■ **Objective**
Reproduce, word for word, the part of the thread on pruning old database dumps starting with "Edit: The find" and going on through "only a minute.".

■ **Document segment**
▼

Remove all files older than X days, but keep at least the Y youngest

Question

I have a script that removes DB dumps that are older than say X=21 days from a backup dir:

DB_DUMP_DIR=/var/backups/dbs
RETENTION=$((21*24*60))  # 3 weeks

find ${DB_DUMP_DIR} -type f -mmin +${RETENTION} -delete

But if for whatever reason the DB dump jobs fails to complete for a while, all dumps will eventually be thrown away. So as a safeguard i want to keep at least the youngest Y=7 dumps, even it all or some of them are older than 21 days.

I look for something that is more elegant than this spaghetti:

DB_DUMP_DIR=/var/backups/dbs
RETENTION=$((21*24*60))  # 3 weeks
KEEP=7

find ${DB_DUMP_DIR} -type f -printf '%T@ %p\n' | \  # list all dumps with epoch
sort -n | \                                         # sort by epoch, oldest 1st
head --lines=-${KEEP} |\                            # Remove youngest/bottom 7 dumps
while read date filename ; do                       # loop through the rest
    find $filename -mmin +${RETENTION} -delete      # delete if older than 21 days
done

(This snippet might have minor bugs - Ignore them. It's to illustrate what i can come up with myself, and why i don't like it)

Edit: The find option "-mtime" is one-off: "-mtime +21" means actually "at least 22 days old". That always confused me, so i use -mmin instead. Still one-off, but only a minute.

Answer 1

Use find to get all files that are old enough to delete, filter out the $KEEP youngest with tail, then pass the rest to xargs.

find ${DB_DUMP_DIR} -type f -printf '%T@ %p\n' -mmin +$RETENTION |
  sort -nr | tail -n +$KEEP |
  xargs -r echo

Replace echo with rm if the reported list of files is the list you want to remove.

(I assume none of the dump files have newlines in their names.)

Answer 2

I'm opening a second answer because I just I have a different solution - one using awk: just add the time to the 21 day (in seconds) period, minus the current time and remove the negative ones! (after sorting and removing the newest 7 from the list):

DB_DUMP_DIR=/var/backups/dbs
RETENTION=21*24*60*60  # 3 weeks
CURR_TIME=`date +%s`

find ${DB_DUMP_DIR} -type f -printf '%T@ %p\n' | \
  awk '{ print int($1) -'${CURR_TIME}' + '${RETENTION}' ":" $2}' | \
  sort -n | head -n -7 | grep '^-' | cut -d ':' -f 2- | xargs rm -rf

Answer 3

None of these answers quite worked for me, so I adapted chepner's answer and came to this, which simply retains the last $KEEP backups.

▲

■ **Records**
▼

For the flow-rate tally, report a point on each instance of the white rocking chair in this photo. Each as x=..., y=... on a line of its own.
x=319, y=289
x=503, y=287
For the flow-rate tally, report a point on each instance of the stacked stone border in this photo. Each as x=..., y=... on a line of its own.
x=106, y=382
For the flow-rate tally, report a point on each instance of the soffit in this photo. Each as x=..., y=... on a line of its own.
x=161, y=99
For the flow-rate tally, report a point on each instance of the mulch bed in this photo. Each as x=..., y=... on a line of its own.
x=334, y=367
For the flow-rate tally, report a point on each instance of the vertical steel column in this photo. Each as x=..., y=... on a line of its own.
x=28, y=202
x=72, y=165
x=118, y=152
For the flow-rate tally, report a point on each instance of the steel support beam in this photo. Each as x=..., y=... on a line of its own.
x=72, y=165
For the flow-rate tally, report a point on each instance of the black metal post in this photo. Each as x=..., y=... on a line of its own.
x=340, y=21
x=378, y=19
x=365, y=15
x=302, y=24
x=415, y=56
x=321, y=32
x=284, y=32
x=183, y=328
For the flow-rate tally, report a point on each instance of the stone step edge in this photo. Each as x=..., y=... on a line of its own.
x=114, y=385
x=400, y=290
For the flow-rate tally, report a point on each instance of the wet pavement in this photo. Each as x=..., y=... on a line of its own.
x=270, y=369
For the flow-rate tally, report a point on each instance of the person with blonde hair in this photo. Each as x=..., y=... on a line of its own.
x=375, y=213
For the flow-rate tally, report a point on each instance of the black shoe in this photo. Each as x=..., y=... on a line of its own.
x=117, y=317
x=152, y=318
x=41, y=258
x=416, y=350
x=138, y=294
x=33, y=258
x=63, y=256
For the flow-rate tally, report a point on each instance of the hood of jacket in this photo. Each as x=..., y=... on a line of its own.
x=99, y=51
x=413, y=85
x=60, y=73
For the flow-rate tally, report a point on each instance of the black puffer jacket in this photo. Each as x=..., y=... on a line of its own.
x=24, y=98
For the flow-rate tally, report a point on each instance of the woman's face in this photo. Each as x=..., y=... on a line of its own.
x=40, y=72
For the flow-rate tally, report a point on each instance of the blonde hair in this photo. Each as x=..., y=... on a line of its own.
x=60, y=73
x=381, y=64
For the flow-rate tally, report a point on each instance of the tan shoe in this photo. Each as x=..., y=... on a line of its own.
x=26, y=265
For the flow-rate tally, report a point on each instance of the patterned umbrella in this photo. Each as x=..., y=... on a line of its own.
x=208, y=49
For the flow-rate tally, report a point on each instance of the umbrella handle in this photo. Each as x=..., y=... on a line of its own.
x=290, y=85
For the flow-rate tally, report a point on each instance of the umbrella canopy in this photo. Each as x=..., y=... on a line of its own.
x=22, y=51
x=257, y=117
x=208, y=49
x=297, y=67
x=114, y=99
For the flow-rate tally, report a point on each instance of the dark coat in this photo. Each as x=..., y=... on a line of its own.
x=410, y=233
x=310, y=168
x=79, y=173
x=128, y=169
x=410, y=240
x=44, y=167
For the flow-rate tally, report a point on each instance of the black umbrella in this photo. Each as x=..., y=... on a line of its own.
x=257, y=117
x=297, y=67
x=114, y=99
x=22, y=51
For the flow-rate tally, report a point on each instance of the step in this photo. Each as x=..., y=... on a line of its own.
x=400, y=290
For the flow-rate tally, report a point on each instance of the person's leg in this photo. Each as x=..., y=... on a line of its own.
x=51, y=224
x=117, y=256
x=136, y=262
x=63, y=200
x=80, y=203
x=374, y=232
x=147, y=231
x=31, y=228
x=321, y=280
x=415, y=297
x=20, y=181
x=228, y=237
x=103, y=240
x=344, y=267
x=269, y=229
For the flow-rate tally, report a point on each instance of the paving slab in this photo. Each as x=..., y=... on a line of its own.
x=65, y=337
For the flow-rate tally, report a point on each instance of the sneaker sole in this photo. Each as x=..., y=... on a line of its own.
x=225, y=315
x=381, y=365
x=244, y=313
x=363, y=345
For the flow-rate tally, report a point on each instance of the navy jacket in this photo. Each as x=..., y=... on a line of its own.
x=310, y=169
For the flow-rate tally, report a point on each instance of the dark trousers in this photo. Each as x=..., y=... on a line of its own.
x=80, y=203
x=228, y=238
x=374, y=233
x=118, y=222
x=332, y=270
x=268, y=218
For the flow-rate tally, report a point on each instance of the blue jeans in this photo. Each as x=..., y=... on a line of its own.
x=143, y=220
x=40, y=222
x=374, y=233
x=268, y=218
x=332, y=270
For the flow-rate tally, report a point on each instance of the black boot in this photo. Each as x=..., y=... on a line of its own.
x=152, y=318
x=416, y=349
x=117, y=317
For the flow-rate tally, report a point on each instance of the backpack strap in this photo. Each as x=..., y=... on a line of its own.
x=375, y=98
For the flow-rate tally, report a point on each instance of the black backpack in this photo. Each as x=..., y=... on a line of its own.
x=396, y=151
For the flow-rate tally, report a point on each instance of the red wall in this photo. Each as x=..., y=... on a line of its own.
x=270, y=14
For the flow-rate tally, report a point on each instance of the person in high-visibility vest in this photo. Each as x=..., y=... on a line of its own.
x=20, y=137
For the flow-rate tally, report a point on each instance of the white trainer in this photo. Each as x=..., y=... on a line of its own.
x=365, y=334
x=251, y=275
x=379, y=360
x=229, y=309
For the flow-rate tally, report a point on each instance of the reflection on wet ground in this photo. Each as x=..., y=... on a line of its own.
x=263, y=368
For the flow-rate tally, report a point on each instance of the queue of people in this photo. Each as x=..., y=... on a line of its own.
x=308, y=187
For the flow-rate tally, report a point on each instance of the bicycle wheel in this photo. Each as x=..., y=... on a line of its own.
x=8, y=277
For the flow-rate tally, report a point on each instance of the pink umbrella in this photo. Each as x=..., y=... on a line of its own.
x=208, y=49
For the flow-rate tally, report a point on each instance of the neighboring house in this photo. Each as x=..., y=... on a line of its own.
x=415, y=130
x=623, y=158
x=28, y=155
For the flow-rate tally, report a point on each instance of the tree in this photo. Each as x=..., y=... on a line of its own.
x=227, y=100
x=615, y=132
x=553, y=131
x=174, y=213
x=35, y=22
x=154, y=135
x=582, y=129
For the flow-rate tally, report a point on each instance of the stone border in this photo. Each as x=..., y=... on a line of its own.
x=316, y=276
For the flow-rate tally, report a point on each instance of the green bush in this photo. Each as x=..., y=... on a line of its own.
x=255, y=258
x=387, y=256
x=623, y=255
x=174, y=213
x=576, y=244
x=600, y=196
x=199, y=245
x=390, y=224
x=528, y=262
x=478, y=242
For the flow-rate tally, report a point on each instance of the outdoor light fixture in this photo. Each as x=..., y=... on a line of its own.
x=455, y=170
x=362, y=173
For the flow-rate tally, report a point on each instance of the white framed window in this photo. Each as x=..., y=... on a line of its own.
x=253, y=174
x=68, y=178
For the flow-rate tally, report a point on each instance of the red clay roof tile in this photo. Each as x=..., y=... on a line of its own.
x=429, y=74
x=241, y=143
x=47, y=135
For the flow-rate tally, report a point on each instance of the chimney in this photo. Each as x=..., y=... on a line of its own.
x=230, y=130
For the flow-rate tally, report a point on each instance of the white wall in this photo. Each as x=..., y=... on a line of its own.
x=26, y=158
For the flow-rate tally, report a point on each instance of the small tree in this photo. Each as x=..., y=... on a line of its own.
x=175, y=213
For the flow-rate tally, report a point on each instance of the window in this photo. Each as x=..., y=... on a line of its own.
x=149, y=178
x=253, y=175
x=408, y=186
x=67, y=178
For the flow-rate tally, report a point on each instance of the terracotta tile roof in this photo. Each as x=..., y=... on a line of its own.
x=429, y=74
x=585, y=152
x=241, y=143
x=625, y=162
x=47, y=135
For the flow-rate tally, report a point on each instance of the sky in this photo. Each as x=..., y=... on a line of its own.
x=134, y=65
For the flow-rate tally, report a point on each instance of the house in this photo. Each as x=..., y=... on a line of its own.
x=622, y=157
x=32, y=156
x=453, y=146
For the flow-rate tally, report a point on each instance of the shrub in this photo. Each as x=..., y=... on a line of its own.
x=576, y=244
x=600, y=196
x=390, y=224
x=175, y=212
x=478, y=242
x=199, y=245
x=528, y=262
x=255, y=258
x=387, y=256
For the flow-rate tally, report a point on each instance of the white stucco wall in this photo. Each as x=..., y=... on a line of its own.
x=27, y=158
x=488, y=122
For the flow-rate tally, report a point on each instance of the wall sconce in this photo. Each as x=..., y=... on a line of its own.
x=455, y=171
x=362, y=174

▲

■ **Exercise answer**
Edit: The find option "-mtime" is one-off: "-mtime +21" means actually "at least 22 days old". That always confused me, so i use -mmin instead. Still one-off, but only a minute.